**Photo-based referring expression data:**
_ _ _ _

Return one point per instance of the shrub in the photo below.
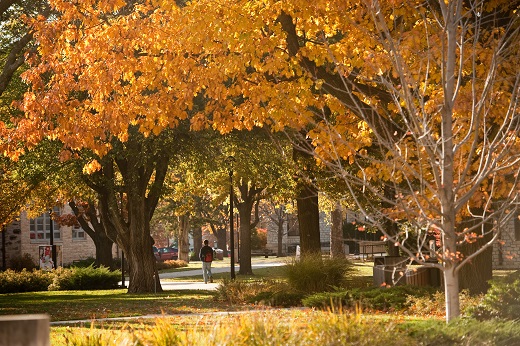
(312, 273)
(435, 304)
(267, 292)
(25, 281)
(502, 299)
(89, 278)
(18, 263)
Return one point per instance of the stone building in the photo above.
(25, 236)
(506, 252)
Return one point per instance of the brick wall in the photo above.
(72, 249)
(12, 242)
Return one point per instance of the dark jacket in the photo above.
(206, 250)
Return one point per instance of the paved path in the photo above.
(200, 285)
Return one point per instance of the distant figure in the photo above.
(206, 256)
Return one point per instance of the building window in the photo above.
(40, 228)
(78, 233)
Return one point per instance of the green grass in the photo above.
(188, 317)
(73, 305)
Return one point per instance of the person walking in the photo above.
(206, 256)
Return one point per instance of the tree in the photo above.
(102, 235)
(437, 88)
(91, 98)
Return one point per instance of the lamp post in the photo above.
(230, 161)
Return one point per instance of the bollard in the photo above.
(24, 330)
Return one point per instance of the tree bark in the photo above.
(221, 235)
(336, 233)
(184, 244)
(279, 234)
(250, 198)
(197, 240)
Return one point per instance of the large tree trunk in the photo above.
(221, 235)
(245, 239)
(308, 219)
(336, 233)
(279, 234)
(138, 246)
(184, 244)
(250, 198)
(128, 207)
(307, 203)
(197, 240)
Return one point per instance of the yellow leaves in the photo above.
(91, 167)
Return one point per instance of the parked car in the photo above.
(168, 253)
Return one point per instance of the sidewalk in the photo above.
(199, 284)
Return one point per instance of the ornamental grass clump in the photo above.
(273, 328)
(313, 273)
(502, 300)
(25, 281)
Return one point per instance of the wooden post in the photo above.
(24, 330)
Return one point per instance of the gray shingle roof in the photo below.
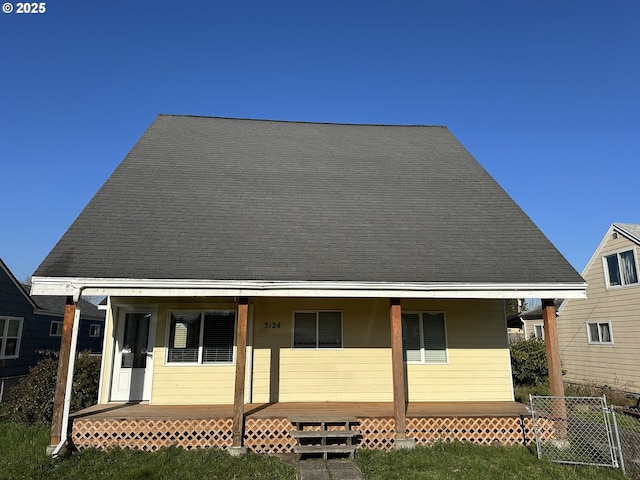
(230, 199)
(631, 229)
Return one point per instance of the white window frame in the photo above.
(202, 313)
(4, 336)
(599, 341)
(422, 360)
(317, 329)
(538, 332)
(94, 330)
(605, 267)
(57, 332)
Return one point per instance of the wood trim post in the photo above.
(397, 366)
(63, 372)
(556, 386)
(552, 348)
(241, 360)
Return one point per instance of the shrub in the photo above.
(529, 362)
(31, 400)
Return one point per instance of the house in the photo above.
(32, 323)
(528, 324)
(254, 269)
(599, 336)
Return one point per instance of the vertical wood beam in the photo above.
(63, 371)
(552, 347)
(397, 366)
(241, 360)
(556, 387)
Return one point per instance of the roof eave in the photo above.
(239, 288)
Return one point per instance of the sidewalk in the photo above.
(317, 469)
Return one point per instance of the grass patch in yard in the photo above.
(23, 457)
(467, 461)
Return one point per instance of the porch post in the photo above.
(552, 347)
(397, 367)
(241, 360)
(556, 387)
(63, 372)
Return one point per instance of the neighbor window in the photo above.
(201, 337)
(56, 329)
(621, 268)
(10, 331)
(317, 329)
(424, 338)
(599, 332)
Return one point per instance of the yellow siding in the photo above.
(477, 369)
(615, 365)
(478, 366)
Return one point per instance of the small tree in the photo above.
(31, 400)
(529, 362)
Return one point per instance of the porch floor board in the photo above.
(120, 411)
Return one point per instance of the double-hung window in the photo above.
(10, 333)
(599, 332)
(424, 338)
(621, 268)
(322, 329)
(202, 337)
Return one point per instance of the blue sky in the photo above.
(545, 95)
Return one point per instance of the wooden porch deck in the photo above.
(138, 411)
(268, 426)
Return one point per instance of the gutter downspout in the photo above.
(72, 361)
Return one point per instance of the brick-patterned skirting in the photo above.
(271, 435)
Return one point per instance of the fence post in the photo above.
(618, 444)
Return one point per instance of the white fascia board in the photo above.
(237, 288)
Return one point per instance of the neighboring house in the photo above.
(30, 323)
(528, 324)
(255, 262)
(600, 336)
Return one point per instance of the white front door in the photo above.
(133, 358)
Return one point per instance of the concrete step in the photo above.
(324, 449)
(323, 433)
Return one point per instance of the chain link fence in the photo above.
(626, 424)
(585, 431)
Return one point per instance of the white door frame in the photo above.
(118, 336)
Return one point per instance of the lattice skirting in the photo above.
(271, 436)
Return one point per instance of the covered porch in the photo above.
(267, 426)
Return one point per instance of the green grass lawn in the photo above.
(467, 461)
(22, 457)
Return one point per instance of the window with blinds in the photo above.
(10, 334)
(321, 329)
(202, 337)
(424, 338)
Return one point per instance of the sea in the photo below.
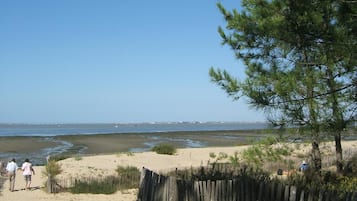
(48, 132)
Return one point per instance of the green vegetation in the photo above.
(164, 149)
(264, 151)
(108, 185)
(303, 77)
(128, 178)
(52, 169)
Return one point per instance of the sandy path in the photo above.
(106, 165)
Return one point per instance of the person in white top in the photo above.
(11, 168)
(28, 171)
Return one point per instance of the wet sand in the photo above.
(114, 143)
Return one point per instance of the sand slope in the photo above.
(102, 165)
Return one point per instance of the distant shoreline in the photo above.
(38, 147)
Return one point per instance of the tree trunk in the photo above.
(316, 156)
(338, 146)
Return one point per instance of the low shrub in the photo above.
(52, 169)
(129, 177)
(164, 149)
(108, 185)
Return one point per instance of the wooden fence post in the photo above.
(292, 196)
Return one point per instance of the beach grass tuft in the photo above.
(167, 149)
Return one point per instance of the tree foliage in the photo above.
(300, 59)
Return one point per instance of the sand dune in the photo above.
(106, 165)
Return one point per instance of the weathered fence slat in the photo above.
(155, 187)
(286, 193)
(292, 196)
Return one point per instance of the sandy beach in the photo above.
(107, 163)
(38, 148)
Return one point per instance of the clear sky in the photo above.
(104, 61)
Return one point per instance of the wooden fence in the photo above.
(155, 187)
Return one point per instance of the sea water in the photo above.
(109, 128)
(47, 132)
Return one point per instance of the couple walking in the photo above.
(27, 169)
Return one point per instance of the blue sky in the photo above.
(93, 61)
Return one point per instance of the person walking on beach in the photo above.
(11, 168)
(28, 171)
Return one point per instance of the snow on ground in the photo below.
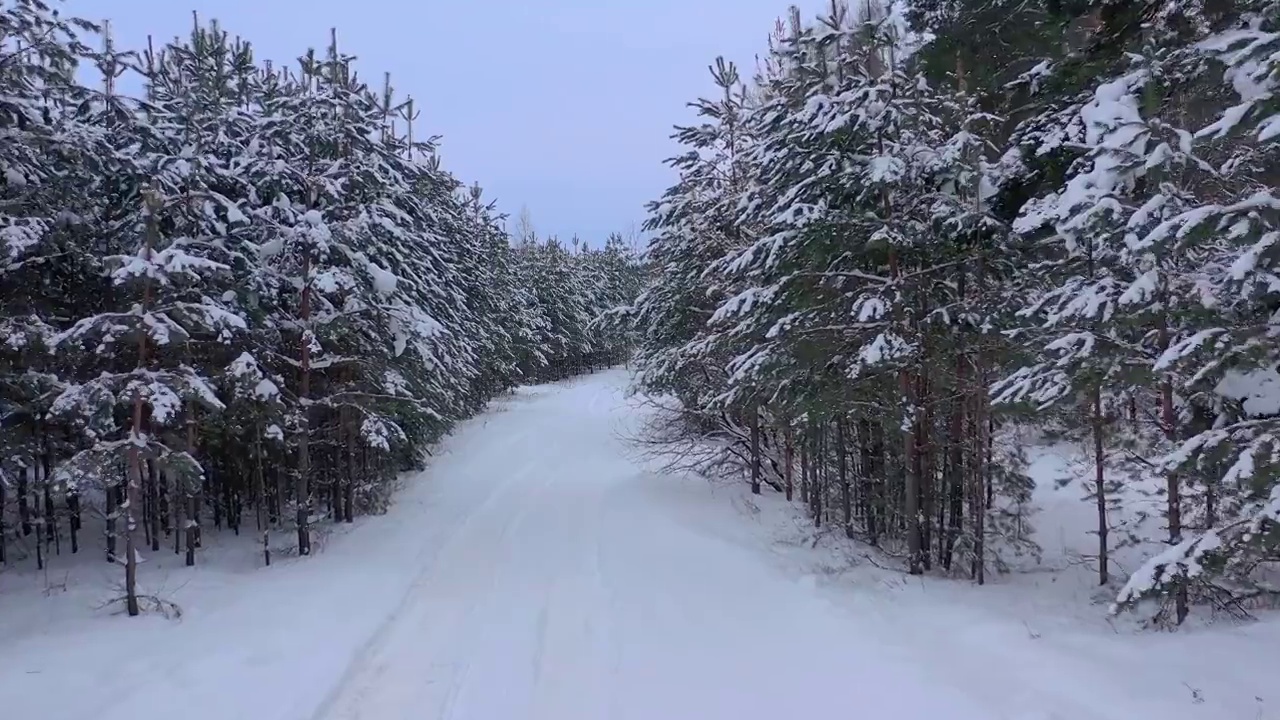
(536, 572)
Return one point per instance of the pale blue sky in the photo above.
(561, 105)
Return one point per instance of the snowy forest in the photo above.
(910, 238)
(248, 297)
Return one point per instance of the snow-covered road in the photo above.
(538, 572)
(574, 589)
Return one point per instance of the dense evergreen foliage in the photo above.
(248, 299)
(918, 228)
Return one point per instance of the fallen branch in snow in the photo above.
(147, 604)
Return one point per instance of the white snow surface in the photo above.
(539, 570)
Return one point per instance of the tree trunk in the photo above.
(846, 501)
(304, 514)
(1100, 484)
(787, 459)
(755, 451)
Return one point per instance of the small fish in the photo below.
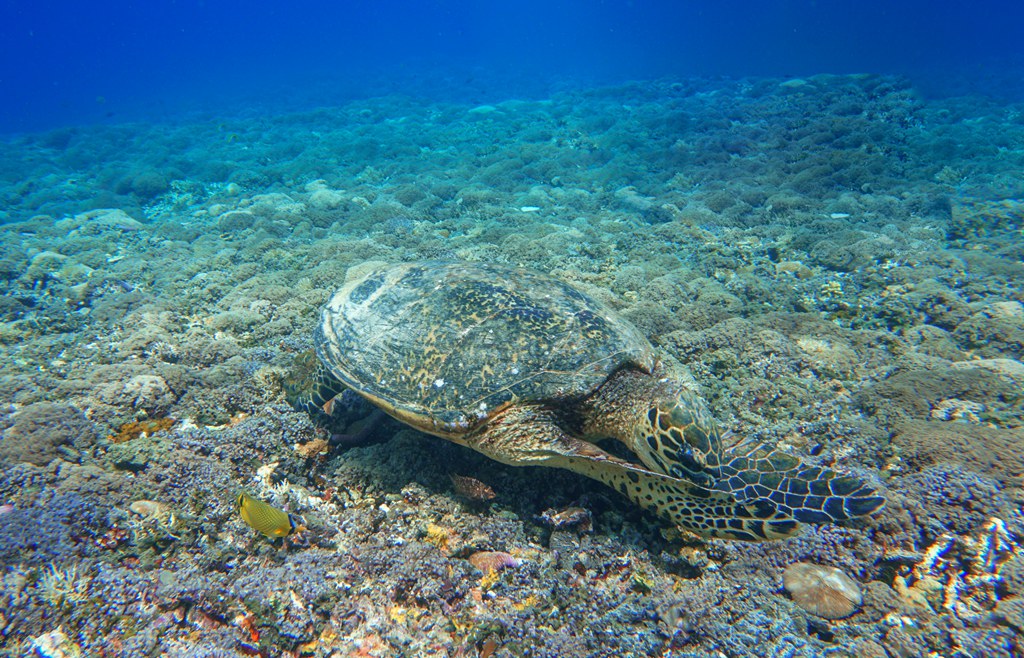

_ _ _ _

**Work instructions:** The response consists of the data above printed line for line, with no pictures.

**Response to the task:**
Return one point per instance of the shrub in the photo below.
(312, 273)
(435, 304)
(267, 292)
(25, 281)
(502, 299)
(89, 278)
(18, 263)
Return one point per instance of the stone building in the photo above.
(25, 236)
(506, 252)
Return one point per instance of the brick wall in the photo above.
(72, 249)
(12, 242)
Return one point per instance of the dark jacket in the photo above.
(206, 250)
Return one point per instance of the paved path in the photo above.
(200, 285)
Return one point per instance of the distant figure in the photo above.
(206, 256)
Return one point per instance of the building window in the photo above.
(40, 228)
(78, 233)
Return one point per instance of the green grass in the photo above.
(188, 317)
(73, 305)
Return one point per instance of the person walking in the photo above.
(206, 256)
Return one point per instance of the tree in the photo above.
(102, 235)
(437, 88)
(91, 98)
Return one point per instance of the lamp post in the photo above.
(230, 161)
Return one point per instance of the bollard in the photo above.
(24, 330)
Return one point per instance of the tree bark in the photo above.
(221, 235)
(336, 233)
(184, 244)
(279, 234)
(250, 198)
(197, 240)
Return one point per instance of the large tree trunk in the photo above.
(221, 235)
(245, 239)
(308, 219)
(336, 233)
(279, 234)
(138, 246)
(184, 244)
(250, 198)
(128, 207)
(307, 203)
(197, 240)
Return one point per instance of the yellow leaves in the photo above.
(91, 167)
Return one point per instance of the parked car in the photo above.
(168, 253)
Return one point per instance of the sidewalk in the photo above.
(199, 284)
Return one point per instance of the ornamental grass clump in the photo above.
(273, 328)
(313, 273)
(502, 300)
(25, 281)
Return one point per instance of the wooden post in the photo above.
(24, 330)
Return one point per instance of the gray shingle roof in the photo below.
(230, 199)
(631, 229)
Return one point per instance of the white window frame in the photo above.
(202, 313)
(4, 336)
(599, 341)
(422, 360)
(317, 329)
(538, 332)
(94, 330)
(605, 267)
(57, 332)
Return one point per instance of the wood trim post in the photo above.
(397, 366)
(63, 372)
(556, 386)
(552, 348)
(241, 360)
Return one point per instance of the shrub in the photo above.
(529, 362)
(31, 400)
Return one point per instance of the house in the photo above.
(32, 323)
(528, 324)
(254, 269)
(599, 336)
Return one point per instance of the vertical wood beam in the photo above.
(63, 371)
(552, 347)
(397, 366)
(241, 360)
(556, 387)
Return one point per instance of the roof eave in the photo above.
(239, 288)
Return one point per instance of the sidewalk in the photo above.
(317, 469)
Return one point per instance of the grass patch in yard in the photo above.
(23, 457)
(467, 461)
Return one point per instance of the porch post in the photo above.
(552, 347)
(397, 367)
(241, 360)
(556, 387)
(63, 372)
Return one point per instance of the neighbor window in the photo above.
(201, 337)
(56, 329)
(621, 268)
(10, 331)
(317, 329)
(424, 338)
(599, 332)
Return one point per instance of the yellow siding in the photo above.
(477, 369)
(615, 365)
(478, 366)
Return one point per instance of the small tree in the photo above.
(31, 400)
(529, 362)
Return one point per instance of the porch floor board in the photo above.
(120, 411)
Return one point per instance of the double-hung window in the photo above.
(10, 333)
(599, 332)
(424, 338)
(621, 268)
(322, 329)
(202, 337)
Return one point per instance of the blue sky in the photo above.
(545, 95)
Return one point per instance of the wooden porch deck in the photo above.
(138, 411)
(268, 426)
Return one point per instance of the gutter downspout in the photo above.
(72, 361)
Return one point per instance of the brick-patterned skirting in the photo above.
(271, 435)
Return one point per instance of the fence post in the photo above.
(618, 444)
Return one point per instance of the white fascia board in the photo above.
(237, 288)
Return one point per instance of the neighboring house in the photo above.
(30, 323)
(528, 324)
(255, 262)
(600, 336)
Return one point per instance of the white front door in the photo above.
(133, 358)
Return one point per instance of the concrete step in the photo above.
(324, 449)
(323, 433)
Return one point per instance of the chain link fence in the photo above.
(626, 424)
(585, 431)
Return one point per instance of the white door frame in the photo above.
(118, 336)
Return one point per instance of the lattice skirting in the photo above.
(271, 436)
Return one point per instance of the covered porch in the photo above.
(267, 426)
Return one point per instance of the green grass lawn in the photo above.
(467, 461)
(22, 457)
Return one point per instance of the window with blinds in the photo above.
(10, 334)
(321, 329)
(202, 337)
(424, 338)
Return one point per instance of the sea in the photo below.
(48, 132)
Return one point per instance of the green vegetation in the photo above.
(164, 149)
(264, 151)
(108, 185)
(303, 77)
(128, 178)
(52, 169)
Return one point per instance of the sandy path in the photo above.
(106, 165)
Return one point per instance of the person in white top in the photo above.
(11, 168)
(28, 171)
Return one point per instance of the wet sand in the photo above.
(114, 143)
Return one point per instance of the sand slope in the photo above.
(102, 165)
Return one point per instance of the distant shoreline in the photo above.
(38, 147)
Return one point per instance of the tree trunk in the photo above.
(316, 156)
(338, 146)
Return one point per instance of the low shrub in the photo above.
(52, 169)
(129, 177)
(164, 149)
(108, 185)
Return one point per instance of the wooden fence post in the photo above.
(292, 196)
Return one point per instance of the beach grass tuft in the photo above.
(167, 149)
Return one point per instance of the tree foliage in the photo above.
(300, 59)
Return one point per instance of the sand dune in the photo above.
(106, 165)
Return one point per instance of the weathered fence slat in the photo above.
(155, 187)
(286, 193)
(292, 196)
Return one point per instance of the sandy beach in the photo above.
(107, 163)
(38, 148)
Return one point per instance of the clear sky in the photo above.
(104, 61)
Return one point per instance of the wooden fence in the photo above.
(155, 187)
Return one point per instance of the sea water in the photo above.
(109, 128)
(47, 132)
Return one point per instance of the couple walking in the photo above.
(27, 169)
Return one point per instance of the blue sky in the photo above.
(93, 61)
Return one point per instance of the person walking on beach in the photo above.
(11, 168)
(28, 171)
Return one point per instance of the snow on ground in the photo below.
(536, 572)
Return one point per instance of the pale blue sky in the photo above.
(561, 105)
Return one point per instance of the snowy forest in the photo above.
(910, 238)
(248, 297)
Return one point per instance of the snow-covered road in the photo above.
(538, 572)
(574, 589)
Return one point per instance of the dense evergreen foliage in the photo above.
(248, 299)
(918, 228)
Return one point per instance of the fallen branch in snow in the photo above.
(147, 604)
Return one point per instance of the white snow surface in the photo above.
(539, 570)
Return one point per instance of the tree trunk in the photo above.
(846, 501)
(304, 514)
(1100, 484)
(787, 459)
(755, 451)
Return one point per instance of the small fish in the photo below.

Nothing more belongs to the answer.